Task instructions:
Repeat verbatim every line of the material, beginning at the line that holds "object | sofa armrest" and ending at its last line.

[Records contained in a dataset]
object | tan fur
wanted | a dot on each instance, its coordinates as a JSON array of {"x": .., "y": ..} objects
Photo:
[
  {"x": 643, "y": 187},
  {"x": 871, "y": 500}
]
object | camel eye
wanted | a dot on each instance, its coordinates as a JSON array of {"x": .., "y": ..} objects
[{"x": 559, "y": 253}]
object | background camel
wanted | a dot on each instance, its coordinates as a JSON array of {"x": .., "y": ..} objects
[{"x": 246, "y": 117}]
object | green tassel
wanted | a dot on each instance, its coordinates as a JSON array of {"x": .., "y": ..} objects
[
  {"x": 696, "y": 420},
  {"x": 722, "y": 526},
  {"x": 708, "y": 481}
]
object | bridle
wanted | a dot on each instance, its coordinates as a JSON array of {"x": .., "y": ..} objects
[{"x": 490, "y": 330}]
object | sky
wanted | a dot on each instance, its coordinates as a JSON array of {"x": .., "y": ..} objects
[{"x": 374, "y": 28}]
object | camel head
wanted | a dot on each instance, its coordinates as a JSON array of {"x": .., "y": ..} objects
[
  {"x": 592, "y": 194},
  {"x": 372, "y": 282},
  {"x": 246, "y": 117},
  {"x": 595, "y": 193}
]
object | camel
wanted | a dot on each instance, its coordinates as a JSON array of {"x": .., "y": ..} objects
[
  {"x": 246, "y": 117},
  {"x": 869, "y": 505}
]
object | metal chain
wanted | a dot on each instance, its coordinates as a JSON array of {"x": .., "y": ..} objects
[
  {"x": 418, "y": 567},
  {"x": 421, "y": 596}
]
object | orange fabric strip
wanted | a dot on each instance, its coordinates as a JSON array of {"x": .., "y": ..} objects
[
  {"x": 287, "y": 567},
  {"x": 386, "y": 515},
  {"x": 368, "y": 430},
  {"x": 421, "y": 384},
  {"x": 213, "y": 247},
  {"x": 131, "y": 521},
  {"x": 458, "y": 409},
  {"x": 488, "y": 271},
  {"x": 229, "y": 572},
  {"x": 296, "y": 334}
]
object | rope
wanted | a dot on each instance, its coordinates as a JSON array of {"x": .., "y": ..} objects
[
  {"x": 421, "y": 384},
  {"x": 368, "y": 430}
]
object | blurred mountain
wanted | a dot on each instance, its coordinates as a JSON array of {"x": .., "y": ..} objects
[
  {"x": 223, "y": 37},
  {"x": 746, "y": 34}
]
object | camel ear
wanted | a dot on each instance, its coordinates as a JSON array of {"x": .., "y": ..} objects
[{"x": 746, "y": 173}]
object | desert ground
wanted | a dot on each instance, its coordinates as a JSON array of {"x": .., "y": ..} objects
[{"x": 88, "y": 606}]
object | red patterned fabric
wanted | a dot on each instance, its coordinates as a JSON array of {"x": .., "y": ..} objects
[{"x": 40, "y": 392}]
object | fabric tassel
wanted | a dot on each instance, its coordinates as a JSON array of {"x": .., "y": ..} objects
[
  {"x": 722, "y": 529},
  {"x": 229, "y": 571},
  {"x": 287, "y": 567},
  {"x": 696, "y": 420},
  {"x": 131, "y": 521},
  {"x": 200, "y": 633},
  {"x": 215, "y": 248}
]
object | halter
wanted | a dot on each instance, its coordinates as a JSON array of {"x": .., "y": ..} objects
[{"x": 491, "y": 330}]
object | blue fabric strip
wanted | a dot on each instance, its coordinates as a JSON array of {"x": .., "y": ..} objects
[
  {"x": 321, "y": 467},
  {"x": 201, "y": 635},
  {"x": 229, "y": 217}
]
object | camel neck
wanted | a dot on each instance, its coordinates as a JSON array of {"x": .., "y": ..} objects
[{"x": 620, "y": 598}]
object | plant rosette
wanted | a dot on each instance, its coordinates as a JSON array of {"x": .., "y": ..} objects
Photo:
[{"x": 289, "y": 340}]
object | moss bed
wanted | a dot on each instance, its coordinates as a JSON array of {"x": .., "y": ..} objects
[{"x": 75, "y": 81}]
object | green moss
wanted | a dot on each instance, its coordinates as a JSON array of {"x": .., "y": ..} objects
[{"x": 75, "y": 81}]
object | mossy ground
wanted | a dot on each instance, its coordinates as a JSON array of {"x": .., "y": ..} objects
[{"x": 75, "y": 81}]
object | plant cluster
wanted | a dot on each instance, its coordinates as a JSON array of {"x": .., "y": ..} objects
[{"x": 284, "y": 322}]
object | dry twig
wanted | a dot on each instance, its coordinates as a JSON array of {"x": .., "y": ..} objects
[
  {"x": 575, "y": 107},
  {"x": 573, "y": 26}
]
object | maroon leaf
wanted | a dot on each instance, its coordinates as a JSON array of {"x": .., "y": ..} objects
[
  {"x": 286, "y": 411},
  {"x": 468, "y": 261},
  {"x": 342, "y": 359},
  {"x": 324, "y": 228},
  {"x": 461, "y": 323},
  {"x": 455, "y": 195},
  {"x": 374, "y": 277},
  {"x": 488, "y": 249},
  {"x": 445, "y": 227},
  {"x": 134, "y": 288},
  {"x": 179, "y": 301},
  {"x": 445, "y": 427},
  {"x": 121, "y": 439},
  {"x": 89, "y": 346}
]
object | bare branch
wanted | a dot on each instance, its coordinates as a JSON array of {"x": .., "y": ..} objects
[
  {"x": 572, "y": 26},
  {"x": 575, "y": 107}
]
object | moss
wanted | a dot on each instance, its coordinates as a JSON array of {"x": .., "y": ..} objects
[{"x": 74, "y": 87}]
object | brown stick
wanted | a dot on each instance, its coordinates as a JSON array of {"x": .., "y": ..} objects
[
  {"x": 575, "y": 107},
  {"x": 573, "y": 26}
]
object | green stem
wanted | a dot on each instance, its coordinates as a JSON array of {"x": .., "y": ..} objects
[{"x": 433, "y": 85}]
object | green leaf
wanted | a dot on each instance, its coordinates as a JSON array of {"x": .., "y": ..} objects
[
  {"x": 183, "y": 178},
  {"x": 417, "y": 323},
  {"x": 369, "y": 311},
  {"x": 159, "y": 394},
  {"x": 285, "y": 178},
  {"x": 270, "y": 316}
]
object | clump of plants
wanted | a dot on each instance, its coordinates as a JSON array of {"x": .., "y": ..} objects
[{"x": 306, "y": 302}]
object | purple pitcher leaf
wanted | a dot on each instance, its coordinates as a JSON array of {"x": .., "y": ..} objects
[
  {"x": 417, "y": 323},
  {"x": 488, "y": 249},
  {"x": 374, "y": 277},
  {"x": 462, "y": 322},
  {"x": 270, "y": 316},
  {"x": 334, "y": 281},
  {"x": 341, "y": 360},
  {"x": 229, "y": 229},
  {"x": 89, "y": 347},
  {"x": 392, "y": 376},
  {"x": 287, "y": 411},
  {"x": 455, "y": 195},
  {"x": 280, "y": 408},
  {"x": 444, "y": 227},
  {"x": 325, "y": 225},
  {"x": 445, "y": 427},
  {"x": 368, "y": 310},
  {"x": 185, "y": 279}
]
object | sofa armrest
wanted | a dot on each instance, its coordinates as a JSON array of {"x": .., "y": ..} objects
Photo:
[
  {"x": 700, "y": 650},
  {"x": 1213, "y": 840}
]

Output below:
object | sofa armrest
wanted | a dot on each instance, its coordinates as a JSON array of {"x": .., "y": ..} objects
Photo:
[
  {"x": 700, "y": 650},
  {"x": 1213, "y": 840}
]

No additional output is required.